Challenge: Lay out every row below as a numbered list, leaving out blank lines.

** START OF Extracted information **

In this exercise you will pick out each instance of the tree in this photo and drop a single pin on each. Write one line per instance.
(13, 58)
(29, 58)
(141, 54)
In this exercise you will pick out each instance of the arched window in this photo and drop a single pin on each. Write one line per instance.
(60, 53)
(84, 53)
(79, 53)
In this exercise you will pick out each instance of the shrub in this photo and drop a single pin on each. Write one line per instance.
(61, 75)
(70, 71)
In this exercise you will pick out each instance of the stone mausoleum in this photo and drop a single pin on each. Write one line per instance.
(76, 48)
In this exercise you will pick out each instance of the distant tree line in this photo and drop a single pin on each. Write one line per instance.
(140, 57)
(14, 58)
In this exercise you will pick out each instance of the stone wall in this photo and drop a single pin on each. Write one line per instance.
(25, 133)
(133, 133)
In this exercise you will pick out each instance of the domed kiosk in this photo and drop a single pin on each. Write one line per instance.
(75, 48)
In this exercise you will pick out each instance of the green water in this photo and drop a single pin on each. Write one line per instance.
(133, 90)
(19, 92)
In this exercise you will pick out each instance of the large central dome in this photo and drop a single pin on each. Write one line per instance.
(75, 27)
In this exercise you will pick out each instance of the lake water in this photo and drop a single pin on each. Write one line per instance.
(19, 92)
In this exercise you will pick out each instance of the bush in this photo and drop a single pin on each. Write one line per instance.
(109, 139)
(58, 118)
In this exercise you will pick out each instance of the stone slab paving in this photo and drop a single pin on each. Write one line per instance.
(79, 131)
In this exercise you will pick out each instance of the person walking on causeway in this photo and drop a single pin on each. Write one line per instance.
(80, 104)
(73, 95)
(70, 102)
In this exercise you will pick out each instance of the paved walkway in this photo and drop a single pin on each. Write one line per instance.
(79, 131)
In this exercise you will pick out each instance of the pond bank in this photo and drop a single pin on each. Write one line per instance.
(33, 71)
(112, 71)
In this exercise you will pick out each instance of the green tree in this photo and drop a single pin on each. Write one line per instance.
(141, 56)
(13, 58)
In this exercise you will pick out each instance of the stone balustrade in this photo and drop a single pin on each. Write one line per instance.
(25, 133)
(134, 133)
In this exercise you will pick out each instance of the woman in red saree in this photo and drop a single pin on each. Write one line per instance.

** END OF Extracted information **

Reply:
1. In this exercise you will pick out each instance of the tree in this photo and drop a single pin on each. Write one line per instance.
2. (13, 58)
3. (29, 58)
4. (141, 54)
5. In this exercise you will pick out each instance of the arched window in this photo and drop a single pin on each. Write one line per instance.
6. (60, 53)
7. (84, 53)
8. (79, 53)
9. In this exercise you will pick out each instance of the shrub in this photo and drop a single pin on each. Write one line per instance.
10. (61, 75)
11. (70, 71)
12. In this exercise you will pick out each instance of the stone mausoleum in this photo and drop a single pin on each. Write one line per instance.
13. (76, 48)
14. In this exercise you will pick out each instance of the distant tree line in this photo and drop a single pin on each. Write one line per instance.
15. (140, 57)
16. (14, 58)
17. In this exercise you will pick out each instance of the stone wall in this photo and drop a single pin on each. Write one line per instance.
18. (25, 133)
19. (133, 133)
20. In this exercise you will pick out each instance of the domed kiosk in this photo and drop a single pin on each. Write one line per instance.
21. (75, 48)
22. In this exercise you will pick out each instance of the green water in this photo and drop a single pin on each. Write one line per instance.
23. (133, 90)
24. (19, 92)
25. In this exercise you will pick out each instance of the large central dome in this photo and drop a single pin on each. Write one line per instance.
26. (75, 27)
27. In this exercise you will pick out each instance of the lake water in this photo and drop a single pin on each. Write one line per instance.
28. (19, 92)
29. In this exercise you will pick out each instance of the bush in this photo and drop a single pin on each. Write one line per instance.
30. (109, 139)
31. (58, 118)
32. In this exercise you will pick out each instance of the stone slab paving in this photo and drop a single pin on each. Write one line per instance.
33. (79, 131)
34. In this exercise you will pick out each instance of the person walking on causeway in this photo and drop a single pin on each. Write one line per instance.
35. (80, 104)
36. (73, 95)
37. (70, 102)
38. In this exercise you will pick out each instance of the paved walkway in this photo and drop a single pin on each. Write one line per instance.
39. (79, 131)
40. In this exercise you will pick out each instance of the pond bank in this photo and drop a single pin on each. Write one line per instance.
41. (33, 71)
42. (112, 71)
43. In this exercise you will pick out each instance of the green tree in this photo and drop a single pin on each. Write one line per instance.
44. (141, 56)
45. (13, 58)
46. In this exercise you will pick out each instance of the stone balustrade in this photo and drop a single pin on each. Write one line per instance.
47. (25, 133)
48. (134, 133)
49. In this exercise you will pick out each instance of the woman in red saree in this photo and drop a single pin on each. Write one line per instance.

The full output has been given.